# ENTRIES SUPPLIED:

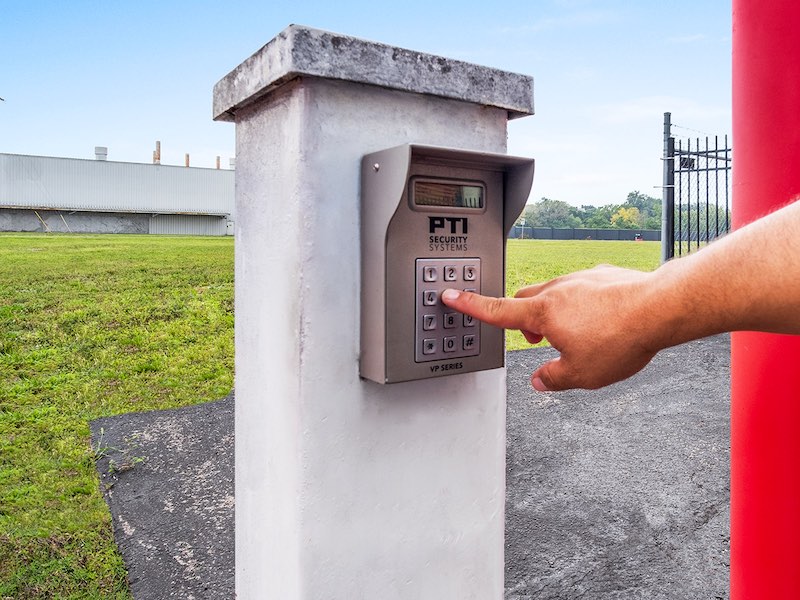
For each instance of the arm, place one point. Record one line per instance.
(608, 322)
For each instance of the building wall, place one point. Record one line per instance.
(57, 221)
(104, 197)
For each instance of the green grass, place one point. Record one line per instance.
(535, 261)
(93, 326)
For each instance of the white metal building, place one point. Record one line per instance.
(41, 193)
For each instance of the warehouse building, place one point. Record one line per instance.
(42, 193)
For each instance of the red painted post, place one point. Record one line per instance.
(765, 368)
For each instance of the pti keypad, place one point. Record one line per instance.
(441, 332)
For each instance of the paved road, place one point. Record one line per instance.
(620, 493)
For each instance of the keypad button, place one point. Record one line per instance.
(444, 334)
(429, 297)
(469, 273)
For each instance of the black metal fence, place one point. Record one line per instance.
(696, 191)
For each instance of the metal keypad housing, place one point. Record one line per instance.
(441, 332)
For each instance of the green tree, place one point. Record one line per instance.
(626, 217)
(552, 213)
(599, 218)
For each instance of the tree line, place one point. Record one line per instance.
(639, 211)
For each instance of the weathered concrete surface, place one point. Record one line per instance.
(168, 479)
(300, 51)
(616, 494)
(624, 492)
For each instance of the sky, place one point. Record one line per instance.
(79, 74)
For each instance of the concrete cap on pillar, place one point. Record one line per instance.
(300, 51)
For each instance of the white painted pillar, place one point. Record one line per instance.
(347, 489)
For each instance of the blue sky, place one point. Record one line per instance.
(124, 74)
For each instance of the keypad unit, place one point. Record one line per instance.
(441, 332)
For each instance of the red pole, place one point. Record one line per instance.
(765, 368)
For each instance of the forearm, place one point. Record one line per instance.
(749, 280)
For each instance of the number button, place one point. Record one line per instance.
(429, 298)
(469, 273)
(428, 322)
(429, 346)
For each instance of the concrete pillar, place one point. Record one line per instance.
(345, 488)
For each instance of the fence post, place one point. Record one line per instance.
(668, 193)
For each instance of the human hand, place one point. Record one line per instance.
(600, 320)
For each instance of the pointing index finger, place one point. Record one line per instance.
(508, 313)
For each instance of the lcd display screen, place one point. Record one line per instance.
(447, 194)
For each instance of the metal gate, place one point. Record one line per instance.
(696, 192)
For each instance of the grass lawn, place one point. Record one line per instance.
(534, 261)
(94, 326)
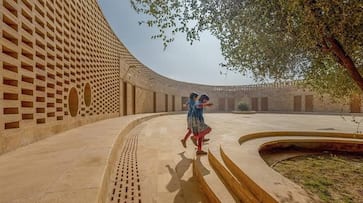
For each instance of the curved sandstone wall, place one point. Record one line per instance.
(62, 66)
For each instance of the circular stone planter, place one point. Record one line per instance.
(244, 112)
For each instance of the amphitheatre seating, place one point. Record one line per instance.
(72, 166)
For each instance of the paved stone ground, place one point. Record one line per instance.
(166, 167)
(51, 170)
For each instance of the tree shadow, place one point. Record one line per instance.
(188, 190)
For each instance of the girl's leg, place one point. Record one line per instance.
(200, 140)
(183, 141)
(188, 134)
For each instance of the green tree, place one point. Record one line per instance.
(319, 42)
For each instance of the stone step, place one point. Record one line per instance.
(210, 183)
(254, 188)
(239, 190)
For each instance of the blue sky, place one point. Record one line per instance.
(198, 63)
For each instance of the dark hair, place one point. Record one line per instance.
(203, 97)
(193, 95)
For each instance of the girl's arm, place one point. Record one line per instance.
(204, 104)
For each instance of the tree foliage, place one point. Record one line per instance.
(317, 41)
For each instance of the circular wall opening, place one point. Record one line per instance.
(87, 94)
(73, 102)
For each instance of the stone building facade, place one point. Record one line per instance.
(62, 66)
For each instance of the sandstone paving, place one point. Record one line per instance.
(69, 167)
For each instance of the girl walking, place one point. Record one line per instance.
(191, 105)
(199, 128)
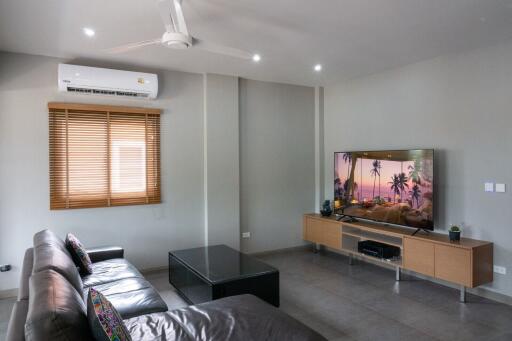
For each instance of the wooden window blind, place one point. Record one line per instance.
(103, 156)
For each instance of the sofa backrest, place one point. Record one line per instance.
(50, 254)
(16, 327)
(26, 271)
(56, 311)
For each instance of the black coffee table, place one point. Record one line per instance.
(207, 273)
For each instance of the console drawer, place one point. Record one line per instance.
(453, 264)
(419, 256)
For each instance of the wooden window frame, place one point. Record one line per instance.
(103, 116)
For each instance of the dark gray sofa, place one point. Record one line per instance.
(51, 303)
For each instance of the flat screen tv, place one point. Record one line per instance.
(389, 186)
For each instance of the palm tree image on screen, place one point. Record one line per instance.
(404, 199)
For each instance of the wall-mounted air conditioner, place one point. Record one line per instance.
(98, 81)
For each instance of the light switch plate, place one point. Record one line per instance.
(500, 270)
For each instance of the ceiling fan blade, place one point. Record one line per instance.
(219, 49)
(178, 18)
(134, 46)
(164, 7)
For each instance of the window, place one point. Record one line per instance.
(103, 155)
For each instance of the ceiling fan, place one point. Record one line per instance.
(176, 35)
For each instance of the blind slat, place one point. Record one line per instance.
(103, 158)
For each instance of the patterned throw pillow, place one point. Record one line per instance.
(104, 320)
(79, 254)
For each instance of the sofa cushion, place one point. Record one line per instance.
(132, 297)
(26, 271)
(16, 327)
(109, 271)
(56, 311)
(105, 322)
(47, 256)
(79, 254)
(243, 317)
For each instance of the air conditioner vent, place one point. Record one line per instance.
(96, 81)
(107, 92)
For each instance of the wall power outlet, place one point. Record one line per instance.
(500, 269)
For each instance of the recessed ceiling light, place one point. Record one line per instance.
(89, 32)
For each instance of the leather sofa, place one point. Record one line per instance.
(52, 295)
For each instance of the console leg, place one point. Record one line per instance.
(462, 298)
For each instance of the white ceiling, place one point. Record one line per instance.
(351, 38)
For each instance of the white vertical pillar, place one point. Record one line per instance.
(319, 147)
(221, 160)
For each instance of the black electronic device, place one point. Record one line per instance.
(378, 250)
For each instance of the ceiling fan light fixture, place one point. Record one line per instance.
(176, 40)
(89, 32)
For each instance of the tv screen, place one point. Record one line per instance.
(391, 186)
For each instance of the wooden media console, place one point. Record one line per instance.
(468, 262)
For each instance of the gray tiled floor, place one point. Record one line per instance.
(363, 302)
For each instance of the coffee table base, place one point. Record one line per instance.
(194, 289)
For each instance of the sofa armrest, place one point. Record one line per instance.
(101, 253)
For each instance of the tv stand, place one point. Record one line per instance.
(420, 229)
(468, 262)
(349, 220)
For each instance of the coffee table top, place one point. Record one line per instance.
(220, 263)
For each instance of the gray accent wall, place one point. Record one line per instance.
(459, 104)
(277, 163)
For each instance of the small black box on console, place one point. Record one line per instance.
(379, 250)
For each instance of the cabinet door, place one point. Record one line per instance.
(453, 264)
(331, 234)
(323, 232)
(419, 256)
(313, 230)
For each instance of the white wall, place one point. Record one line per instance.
(200, 135)
(461, 105)
(277, 163)
(147, 232)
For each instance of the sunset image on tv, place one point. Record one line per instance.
(389, 186)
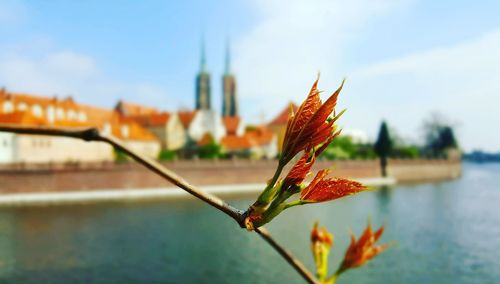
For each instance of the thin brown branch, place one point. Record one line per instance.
(294, 262)
(93, 134)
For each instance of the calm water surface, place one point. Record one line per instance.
(445, 232)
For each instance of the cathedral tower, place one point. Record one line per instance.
(229, 102)
(203, 83)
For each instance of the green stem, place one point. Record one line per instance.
(267, 195)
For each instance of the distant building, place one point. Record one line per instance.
(234, 125)
(167, 127)
(202, 96)
(229, 101)
(201, 122)
(28, 110)
(257, 143)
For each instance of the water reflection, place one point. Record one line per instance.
(445, 233)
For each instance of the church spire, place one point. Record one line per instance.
(203, 65)
(229, 100)
(202, 95)
(227, 66)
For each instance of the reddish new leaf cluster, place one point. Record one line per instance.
(324, 189)
(311, 126)
(321, 235)
(310, 130)
(364, 249)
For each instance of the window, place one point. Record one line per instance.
(107, 128)
(72, 115)
(82, 116)
(50, 114)
(22, 106)
(124, 131)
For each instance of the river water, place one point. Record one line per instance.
(446, 232)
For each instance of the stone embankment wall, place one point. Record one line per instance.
(97, 176)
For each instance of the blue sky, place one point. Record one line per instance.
(403, 59)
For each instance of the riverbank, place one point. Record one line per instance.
(79, 197)
(77, 183)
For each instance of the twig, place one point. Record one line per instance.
(295, 263)
(93, 134)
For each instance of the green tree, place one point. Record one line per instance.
(439, 135)
(210, 150)
(383, 147)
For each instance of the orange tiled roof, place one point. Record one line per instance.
(155, 119)
(21, 117)
(95, 116)
(234, 143)
(282, 117)
(258, 137)
(231, 123)
(205, 139)
(186, 117)
(132, 109)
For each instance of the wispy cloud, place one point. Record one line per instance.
(65, 73)
(294, 40)
(460, 81)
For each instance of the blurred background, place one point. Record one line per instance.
(206, 88)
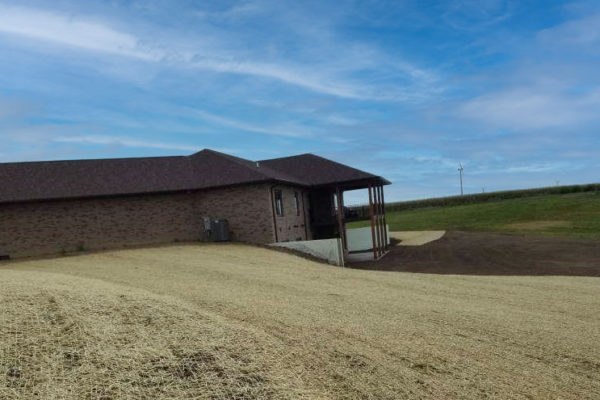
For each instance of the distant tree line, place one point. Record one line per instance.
(363, 210)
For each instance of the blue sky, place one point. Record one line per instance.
(404, 89)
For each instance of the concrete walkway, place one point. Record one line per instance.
(416, 238)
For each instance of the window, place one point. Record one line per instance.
(279, 203)
(297, 203)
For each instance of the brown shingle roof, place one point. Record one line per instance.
(314, 170)
(28, 181)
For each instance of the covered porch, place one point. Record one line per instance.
(329, 216)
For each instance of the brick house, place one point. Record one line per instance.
(55, 206)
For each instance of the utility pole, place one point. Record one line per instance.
(460, 170)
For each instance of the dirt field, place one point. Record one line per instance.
(484, 253)
(232, 321)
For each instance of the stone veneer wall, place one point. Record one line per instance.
(292, 227)
(51, 227)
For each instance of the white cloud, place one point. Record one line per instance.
(91, 35)
(290, 131)
(126, 142)
(532, 108)
(580, 32)
(70, 31)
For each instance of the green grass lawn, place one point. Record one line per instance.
(576, 214)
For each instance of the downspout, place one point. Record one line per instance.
(273, 211)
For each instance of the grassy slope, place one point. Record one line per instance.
(220, 321)
(577, 215)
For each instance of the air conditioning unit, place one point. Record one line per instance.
(216, 229)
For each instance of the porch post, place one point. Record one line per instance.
(377, 226)
(340, 207)
(371, 213)
(383, 215)
(380, 222)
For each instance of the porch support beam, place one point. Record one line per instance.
(384, 221)
(372, 215)
(341, 227)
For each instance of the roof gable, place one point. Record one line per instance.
(314, 170)
(45, 180)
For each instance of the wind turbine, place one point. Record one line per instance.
(460, 170)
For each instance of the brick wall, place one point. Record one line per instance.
(50, 227)
(291, 226)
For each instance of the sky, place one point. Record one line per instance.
(402, 89)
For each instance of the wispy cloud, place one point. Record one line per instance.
(70, 31)
(127, 142)
(532, 108)
(84, 33)
(290, 131)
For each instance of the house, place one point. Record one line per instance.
(56, 206)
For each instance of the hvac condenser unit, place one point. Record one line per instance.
(216, 230)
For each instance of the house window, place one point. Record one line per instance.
(297, 203)
(279, 203)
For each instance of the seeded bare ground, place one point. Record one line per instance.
(233, 321)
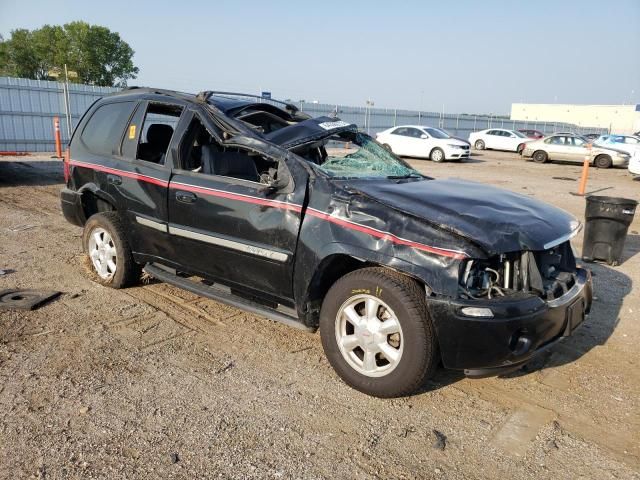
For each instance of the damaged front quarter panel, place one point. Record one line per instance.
(340, 222)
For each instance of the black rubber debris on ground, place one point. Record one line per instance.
(440, 441)
(14, 299)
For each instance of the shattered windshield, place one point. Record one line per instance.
(355, 155)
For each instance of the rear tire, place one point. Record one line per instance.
(437, 155)
(540, 156)
(603, 161)
(105, 242)
(371, 355)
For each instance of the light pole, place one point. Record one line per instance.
(367, 114)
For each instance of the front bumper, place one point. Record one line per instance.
(620, 162)
(522, 326)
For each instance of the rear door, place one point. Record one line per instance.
(225, 224)
(556, 149)
(493, 139)
(143, 183)
(104, 154)
(576, 149)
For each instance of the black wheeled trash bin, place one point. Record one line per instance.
(607, 222)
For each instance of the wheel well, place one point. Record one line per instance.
(92, 204)
(328, 272)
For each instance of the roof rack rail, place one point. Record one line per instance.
(206, 94)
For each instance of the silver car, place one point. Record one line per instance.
(574, 148)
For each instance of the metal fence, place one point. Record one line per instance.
(27, 108)
(373, 120)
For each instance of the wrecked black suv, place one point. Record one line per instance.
(312, 223)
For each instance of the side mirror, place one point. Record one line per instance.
(279, 178)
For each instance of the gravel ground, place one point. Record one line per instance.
(154, 382)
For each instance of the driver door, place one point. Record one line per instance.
(576, 149)
(226, 224)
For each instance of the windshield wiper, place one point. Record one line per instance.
(409, 175)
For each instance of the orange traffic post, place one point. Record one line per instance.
(585, 171)
(56, 131)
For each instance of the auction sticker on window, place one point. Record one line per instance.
(333, 125)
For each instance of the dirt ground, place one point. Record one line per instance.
(154, 382)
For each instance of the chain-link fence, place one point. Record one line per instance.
(373, 120)
(27, 108)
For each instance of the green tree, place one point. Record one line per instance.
(98, 55)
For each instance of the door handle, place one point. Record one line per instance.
(185, 197)
(114, 179)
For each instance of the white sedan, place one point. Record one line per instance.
(634, 163)
(424, 142)
(498, 139)
(626, 143)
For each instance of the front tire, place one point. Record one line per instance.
(105, 242)
(437, 155)
(540, 156)
(377, 334)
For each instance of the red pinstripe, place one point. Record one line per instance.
(122, 173)
(277, 204)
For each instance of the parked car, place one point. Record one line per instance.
(423, 142)
(241, 201)
(626, 143)
(531, 133)
(574, 148)
(591, 137)
(634, 163)
(498, 139)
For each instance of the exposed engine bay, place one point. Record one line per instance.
(548, 274)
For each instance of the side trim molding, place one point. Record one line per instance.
(152, 224)
(233, 245)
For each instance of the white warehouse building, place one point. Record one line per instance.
(623, 119)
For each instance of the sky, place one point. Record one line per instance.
(460, 56)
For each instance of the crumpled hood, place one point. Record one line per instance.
(497, 220)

# DIRECTION:
Starting at the line that contains "For each instance of the auction", copy each line exactly through the end of the listing above. Include that first line and the last one, and add nothing.

# SOLVED EXERCISE:
For each instance of the auction sticker on window, place one point. Record one line per instance.
(333, 125)
For each instance of the dirt ground, place one point. Record one line per instance.
(154, 382)
For each instance of the chain-link fence, place one point. Record one line per instance.
(373, 120)
(27, 108)
For each instance of the green tree, place one point. Record one line per instance.
(98, 55)
For each instance of the door handle, place one point. Record one line per instance.
(185, 197)
(114, 179)
For each instance of the white sedan, place one point. Record one line per instance.
(634, 163)
(424, 142)
(498, 139)
(626, 143)
For each instance of the front tire, place one point. Record one line per instance.
(105, 242)
(437, 155)
(540, 156)
(377, 334)
For each instance of the red pinstripe, place one point. Record one line per instance.
(122, 173)
(277, 204)
For each instance of the parked car, place one point. Record one line per instance.
(423, 142)
(241, 201)
(626, 143)
(531, 133)
(574, 148)
(591, 137)
(634, 163)
(498, 139)
For each instance of the exposed engine bay, place one point. Record one line per instance.
(548, 274)
For each instance of the side trim molding, place one point. Record one line per instance.
(152, 224)
(233, 245)
For each instance of the white warehouse building, place one point. Record one line per instance.
(623, 119)
For each instance of the sky, place one point. Record one line per instance.
(460, 56)
For each instance of the crumpled hood, place one point. Record one line per instance.
(497, 220)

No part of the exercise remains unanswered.